**Quoted text:**
╔══

Merge batches with many negative weights more aggressively. Negative updates
are likely to cancel out during merging. Every time this happens, two records
are eliminated from the spine, speeding up lookups and reducing the spine's
storage footprint. Furthermore, this avoids performance anomalies where an
operator spends a lot of time skipping over 0-weight records.

We implement this heuristic by accounting each record with a negative weight as
N records when calculating the batch's effective length. This should push such
batches to the next level more eagerly, until they get merged with batches that
contain matching positive-weight records.

The value of N is controlled by a new dev tweak negative_weight_multiplier.
It is set to 0 by default, which means that retractions are not given any
additional weight.

╚══

**Work to be completed:** In the note on merging batches with negative weights, what is the default setting of negative_weight_multiplier?

**Dataset records:**
╔══

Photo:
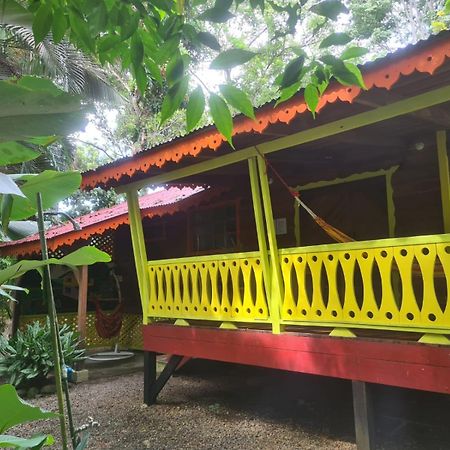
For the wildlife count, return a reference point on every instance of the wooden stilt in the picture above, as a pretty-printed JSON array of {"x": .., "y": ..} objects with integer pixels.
[
  {"x": 149, "y": 375},
  {"x": 362, "y": 410},
  {"x": 152, "y": 384},
  {"x": 82, "y": 300}
]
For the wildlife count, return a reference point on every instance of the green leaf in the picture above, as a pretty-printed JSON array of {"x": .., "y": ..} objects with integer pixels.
[
  {"x": 257, "y": 4},
  {"x": 7, "y": 186},
  {"x": 287, "y": 92},
  {"x": 84, "y": 256},
  {"x": 6, "y": 204},
  {"x": 353, "y": 52},
  {"x": 329, "y": 8},
  {"x": 353, "y": 69},
  {"x": 15, "y": 411},
  {"x": 335, "y": 39},
  {"x": 447, "y": 7},
  {"x": 108, "y": 42},
  {"x": 80, "y": 29},
  {"x": 195, "y": 108},
  {"x": 13, "y": 152},
  {"x": 238, "y": 99},
  {"x": 54, "y": 187},
  {"x": 137, "y": 50},
  {"x": 216, "y": 15},
  {"x": 141, "y": 78},
  {"x": 292, "y": 72},
  {"x": 13, "y": 13},
  {"x": 231, "y": 58},
  {"x": 173, "y": 99},
  {"x": 209, "y": 40},
  {"x": 60, "y": 24},
  {"x": 35, "y": 442},
  {"x": 175, "y": 69},
  {"x": 129, "y": 26},
  {"x": 221, "y": 116},
  {"x": 33, "y": 107},
  {"x": 42, "y": 22},
  {"x": 311, "y": 98}
]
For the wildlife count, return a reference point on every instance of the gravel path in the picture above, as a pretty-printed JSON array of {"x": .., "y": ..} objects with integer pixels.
[{"x": 219, "y": 406}]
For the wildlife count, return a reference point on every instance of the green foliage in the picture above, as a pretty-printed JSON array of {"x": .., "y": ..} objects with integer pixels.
[
  {"x": 195, "y": 108},
  {"x": 84, "y": 256},
  {"x": 231, "y": 58},
  {"x": 221, "y": 115},
  {"x": 15, "y": 411},
  {"x": 27, "y": 358},
  {"x": 34, "y": 107},
  {"x": 157, "y": 43}
]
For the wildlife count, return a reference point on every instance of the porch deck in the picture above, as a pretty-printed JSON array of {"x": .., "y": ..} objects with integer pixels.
[{"x": 390, "y": 284}]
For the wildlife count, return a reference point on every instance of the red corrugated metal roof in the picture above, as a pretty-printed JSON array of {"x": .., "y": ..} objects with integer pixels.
[
  {"x": 424, "y": 57},
  {"x": 166, "y": 201}
]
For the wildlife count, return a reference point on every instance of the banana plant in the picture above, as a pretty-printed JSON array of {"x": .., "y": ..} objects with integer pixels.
[{"x": 15, "y": 411}]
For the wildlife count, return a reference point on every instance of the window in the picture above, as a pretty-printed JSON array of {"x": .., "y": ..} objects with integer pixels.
[{"x": 214, "y": 228}]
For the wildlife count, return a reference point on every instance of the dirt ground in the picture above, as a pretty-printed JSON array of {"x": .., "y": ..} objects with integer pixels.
[{"x": 221, "y": 406}]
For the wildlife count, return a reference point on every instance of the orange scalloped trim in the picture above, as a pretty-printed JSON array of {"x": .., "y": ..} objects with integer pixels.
[
  {"x": 28, "y": 247},
  {"x": 426, "y": 61}
]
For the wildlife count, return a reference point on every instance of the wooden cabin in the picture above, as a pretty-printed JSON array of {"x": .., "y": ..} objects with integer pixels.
[
  {"x": 252, "y": 278},
  {"x": 106, "y": 285},
  {"x": 259, "y": 282}
]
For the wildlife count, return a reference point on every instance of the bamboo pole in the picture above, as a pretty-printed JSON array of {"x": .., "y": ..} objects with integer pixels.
[{"x": 48, "y": 296}]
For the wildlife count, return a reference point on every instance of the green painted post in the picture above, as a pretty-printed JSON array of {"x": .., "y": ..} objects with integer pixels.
[
  {"x": 444, "y": 177},
  {"x": 139, "y": 250},
  {"x": 277, "y": 280},
  {"x": 260, "y": 230}
]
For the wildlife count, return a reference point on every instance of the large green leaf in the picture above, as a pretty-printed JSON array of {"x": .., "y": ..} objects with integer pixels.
[
  {"x": 173, "y": 98},
  {"x": 33, "y": 443},
  {"x": 84, "y": 256},
  {"x": 221, "y": 116},
  {"x": 18, "y": 229},
  {"x": 231, "y": 58},
  {"x": 292, "y": 72},
  {"x": 335, "y": 39},
  {"x": 53, "y": 186},
  {"x": 34, "y": 106},
  {"x": 13, "y": 152},
  {"x": 7, "y": 186},
  {"x": 354, "y": 52},
  {"x": 14, "y": 411}
]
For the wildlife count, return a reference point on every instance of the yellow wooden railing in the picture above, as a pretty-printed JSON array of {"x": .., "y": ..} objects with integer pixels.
[
  {"x": 221, "y": 287},
  {"x": 395, "y": 284}
]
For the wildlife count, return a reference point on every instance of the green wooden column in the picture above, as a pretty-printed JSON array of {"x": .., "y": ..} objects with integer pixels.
[
  {"x": 260, "y": 228},
  {"x": 139, "y": 251},
  {"x": 444, "y": 177},
  {"x": 276, "y": 277}
]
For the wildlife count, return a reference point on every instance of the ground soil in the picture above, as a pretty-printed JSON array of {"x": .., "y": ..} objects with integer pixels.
[{"x": 221, "y": 406}]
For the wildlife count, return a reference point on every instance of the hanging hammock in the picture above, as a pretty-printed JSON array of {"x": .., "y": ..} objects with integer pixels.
[
  {"x": 109, "y": 324},
  {"x": 334, "y": 233}
]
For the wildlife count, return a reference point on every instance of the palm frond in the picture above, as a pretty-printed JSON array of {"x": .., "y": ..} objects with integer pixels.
[{"x": 62, "y": 62}]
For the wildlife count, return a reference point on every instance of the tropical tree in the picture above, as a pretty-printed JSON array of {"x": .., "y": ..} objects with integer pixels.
[{"x": 154, "y": 41}]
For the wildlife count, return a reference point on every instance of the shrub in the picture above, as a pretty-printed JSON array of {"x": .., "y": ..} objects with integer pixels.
[{"x": 26, "y": 359}]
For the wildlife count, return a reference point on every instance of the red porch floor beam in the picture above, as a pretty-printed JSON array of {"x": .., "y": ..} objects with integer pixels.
[{"x": 394, "y": 363}]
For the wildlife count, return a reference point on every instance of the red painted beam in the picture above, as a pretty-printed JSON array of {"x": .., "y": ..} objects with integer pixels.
[{"x": 409, "y": 365}]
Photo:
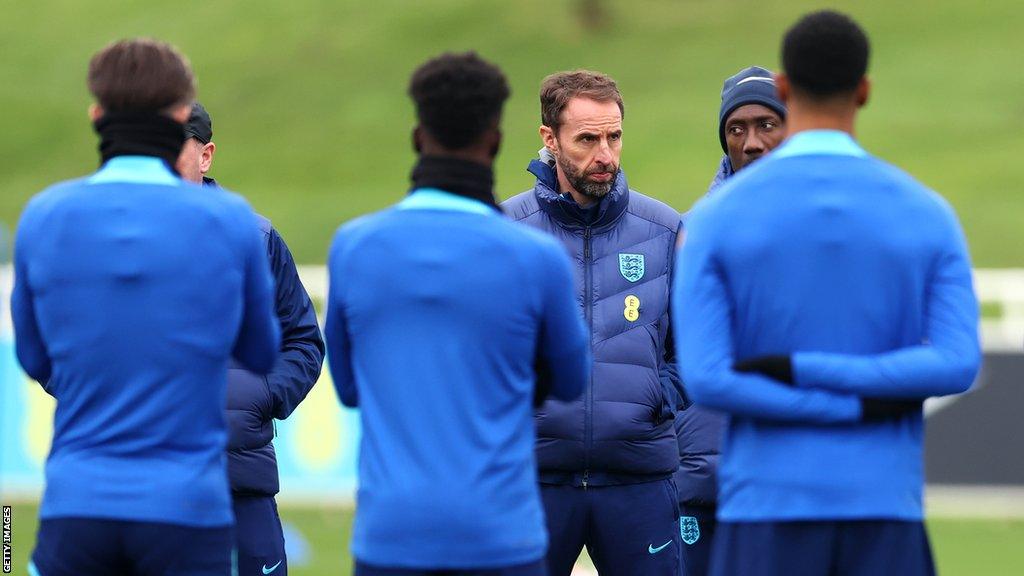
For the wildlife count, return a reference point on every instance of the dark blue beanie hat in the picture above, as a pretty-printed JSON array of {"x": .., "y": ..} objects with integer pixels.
[{"x": 751, "y": 85}]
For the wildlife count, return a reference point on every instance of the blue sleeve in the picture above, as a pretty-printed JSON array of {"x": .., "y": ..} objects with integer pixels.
[
  {"x": 563, "y": 345},
  {"x": 702, "y": 322},
  {"x": 29, "y": 343},
  {"x": 338, "y": 351},
  {"x": 945, "y": 363},
  {"x": 259, "y": 335},
  {"x": 301, "y": 356}
]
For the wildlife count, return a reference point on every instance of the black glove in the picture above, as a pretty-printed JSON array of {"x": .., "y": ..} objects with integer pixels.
[
  {"x": 873, "y": 409},
  {"x": 775, "y": 367}
]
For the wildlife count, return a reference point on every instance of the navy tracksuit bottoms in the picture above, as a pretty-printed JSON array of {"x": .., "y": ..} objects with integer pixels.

╚══

**Final answer:** It is set to 0 by default, so retractions are not given any additional weight.